> **Exercise requirements**:
Tally the lines below that contain the string "grass" and give only the count.

> **Annotation records**:

==*==

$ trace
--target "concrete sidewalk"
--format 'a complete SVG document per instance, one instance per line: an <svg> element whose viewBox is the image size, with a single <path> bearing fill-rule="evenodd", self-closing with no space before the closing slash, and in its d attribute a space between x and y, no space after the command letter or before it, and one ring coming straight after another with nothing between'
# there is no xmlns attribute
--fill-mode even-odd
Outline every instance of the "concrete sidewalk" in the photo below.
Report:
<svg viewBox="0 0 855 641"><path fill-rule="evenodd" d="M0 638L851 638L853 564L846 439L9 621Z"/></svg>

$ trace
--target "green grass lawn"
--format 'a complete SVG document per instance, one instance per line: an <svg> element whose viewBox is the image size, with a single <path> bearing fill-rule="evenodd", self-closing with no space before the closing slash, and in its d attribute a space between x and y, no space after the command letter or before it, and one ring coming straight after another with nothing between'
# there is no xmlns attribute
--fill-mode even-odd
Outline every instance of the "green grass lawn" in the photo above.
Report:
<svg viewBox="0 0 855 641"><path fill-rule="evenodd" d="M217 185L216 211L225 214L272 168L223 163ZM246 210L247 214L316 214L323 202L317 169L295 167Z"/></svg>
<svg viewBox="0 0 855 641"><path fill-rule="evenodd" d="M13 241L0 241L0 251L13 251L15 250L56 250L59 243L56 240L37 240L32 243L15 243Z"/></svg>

==*==

> **Solution to this problem**:
2